Selected excerpt =>

There are certain physical states that people recognize will negatively affect their driving skills. For example, almost everyone understands that alcohol and drugs, even cold medication, might affect their performance at the wheel. People also understand that distraction makes them unable to monitor their surroundings and will increase their reaction time, possibly leading to preventable collisions. They may even accept the idea that they could cause a crash if they drive when intensely emotional.
However, there are other physical conditions that could affect someone’s driving that people generally think that they can simply overcome. Mind over matter is not the right approach for somebody who is dealing with one of the two issues below.
If someone feels a little bit tired at the end of their workday, they could potentially overcome their symptoms by stretching and going for a walk around the parking lot before getting in their vehicle.
However, if someone has gone 20 hours or more without sufficient sleep, then their fatigued state will impair their driving ability to the same extent as being at the legal limit for their blood alcohol concentration (BAC) would. Those who feel drowsy or who have gone a long time without adequate rest would be safest if they ask someone else to drive them home.
Health concerns like colds or the flu
Quite a few people will go to work or otherwise carry on their daily lives like normal when they are sick. They may tell themselves that they don’t have the leisure of taking a day off, and so they force themselves to handle all of their typical daily responsibilities despite being ill.

Data extracts =>
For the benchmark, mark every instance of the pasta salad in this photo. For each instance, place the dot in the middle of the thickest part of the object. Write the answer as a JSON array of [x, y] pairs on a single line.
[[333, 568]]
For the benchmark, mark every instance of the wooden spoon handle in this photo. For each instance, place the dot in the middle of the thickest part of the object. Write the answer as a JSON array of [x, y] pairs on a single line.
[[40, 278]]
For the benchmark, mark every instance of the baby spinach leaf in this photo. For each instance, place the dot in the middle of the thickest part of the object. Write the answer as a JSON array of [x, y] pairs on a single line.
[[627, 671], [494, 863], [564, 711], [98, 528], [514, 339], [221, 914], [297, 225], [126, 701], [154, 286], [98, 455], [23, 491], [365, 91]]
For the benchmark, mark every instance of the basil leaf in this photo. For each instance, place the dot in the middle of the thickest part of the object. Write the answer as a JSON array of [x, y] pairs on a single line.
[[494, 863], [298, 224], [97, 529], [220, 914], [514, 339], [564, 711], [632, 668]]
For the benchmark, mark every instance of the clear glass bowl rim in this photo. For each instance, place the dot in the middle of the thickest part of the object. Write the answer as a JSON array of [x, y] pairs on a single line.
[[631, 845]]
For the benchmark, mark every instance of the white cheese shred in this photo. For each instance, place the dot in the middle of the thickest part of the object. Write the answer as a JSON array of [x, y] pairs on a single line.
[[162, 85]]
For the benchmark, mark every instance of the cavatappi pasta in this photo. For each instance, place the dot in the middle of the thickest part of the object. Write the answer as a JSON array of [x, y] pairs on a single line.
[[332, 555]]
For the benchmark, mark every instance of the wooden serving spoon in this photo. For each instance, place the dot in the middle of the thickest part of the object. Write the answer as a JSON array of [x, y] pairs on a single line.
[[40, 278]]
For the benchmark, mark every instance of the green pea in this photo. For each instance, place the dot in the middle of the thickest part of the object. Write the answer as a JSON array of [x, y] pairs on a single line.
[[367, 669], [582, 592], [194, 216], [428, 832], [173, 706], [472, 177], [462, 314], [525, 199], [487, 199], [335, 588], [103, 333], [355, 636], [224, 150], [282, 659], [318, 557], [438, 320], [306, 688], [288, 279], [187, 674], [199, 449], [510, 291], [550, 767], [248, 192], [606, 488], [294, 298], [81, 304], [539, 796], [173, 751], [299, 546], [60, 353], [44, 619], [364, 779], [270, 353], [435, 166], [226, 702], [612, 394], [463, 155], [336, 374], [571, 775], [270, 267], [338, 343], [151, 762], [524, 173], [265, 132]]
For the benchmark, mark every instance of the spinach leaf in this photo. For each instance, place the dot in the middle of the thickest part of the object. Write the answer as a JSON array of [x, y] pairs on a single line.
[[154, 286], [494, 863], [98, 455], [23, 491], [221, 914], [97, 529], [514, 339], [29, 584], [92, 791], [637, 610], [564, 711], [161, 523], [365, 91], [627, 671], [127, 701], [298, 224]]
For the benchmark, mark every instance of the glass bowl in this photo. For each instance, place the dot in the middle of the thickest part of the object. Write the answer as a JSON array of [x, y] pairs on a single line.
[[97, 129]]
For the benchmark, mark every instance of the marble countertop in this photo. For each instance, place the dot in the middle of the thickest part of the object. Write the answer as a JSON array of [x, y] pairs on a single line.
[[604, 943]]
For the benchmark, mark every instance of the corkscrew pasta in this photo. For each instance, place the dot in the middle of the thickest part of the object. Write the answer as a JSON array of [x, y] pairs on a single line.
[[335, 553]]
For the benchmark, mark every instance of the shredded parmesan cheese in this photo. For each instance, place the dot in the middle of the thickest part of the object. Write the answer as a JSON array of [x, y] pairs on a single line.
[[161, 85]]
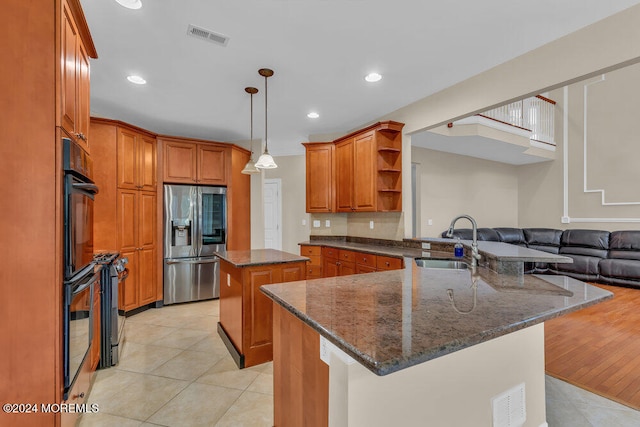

What to do => Reproduce the passage on impaired driving from "If someone feels" up to and including "despite being ill.", replacing "vehicle" with "car".

Answer for this exercise =>
If someone feels a little bit tired at the end of their workday, they could potentially overcome their symptoms by stretching and going for a walk around the parking lot before getting in their car.
However, if someone has gone 20 hours or more without sufficient sleep, then their fatigued state will impair their driving ability to the same extent as being at the legal limit for their blood alcohol concentration (BAC) would. Those who feel drowsy or who have gone a long time without adequate rest would be safest if they ask someone else to drive them home.
Health concerns like colds or the flu
Quite a few people will go to work or otherwise carry on their daily lives like normal when they are sick. They may tell themselves that they don’t have the leisure of taking a day off, and so they force themselves to handle all of their typical daily responsibilities despite being ill.